## Brief
Can you convert the items below into a two-column CSV headed item_text and answer, with one row per item? Put each item's text and its answer in a single quoted field apiece, replacing line breaks with spaces.

Stored items

__________

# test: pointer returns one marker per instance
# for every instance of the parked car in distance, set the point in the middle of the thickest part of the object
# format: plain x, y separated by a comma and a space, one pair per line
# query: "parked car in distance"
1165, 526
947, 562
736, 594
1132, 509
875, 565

__________

## Result for this task
item_text,answer
"# test: pointer returns one marker per instance # for every instance of the parked car in distance, set the point in the middle of the thickest part of the object # format: plain x, y separated by a comma and a space, one pair per line # query: ""parked car in distance""","1165, 526 947, 562 736, 594 1132, 509 875, 565"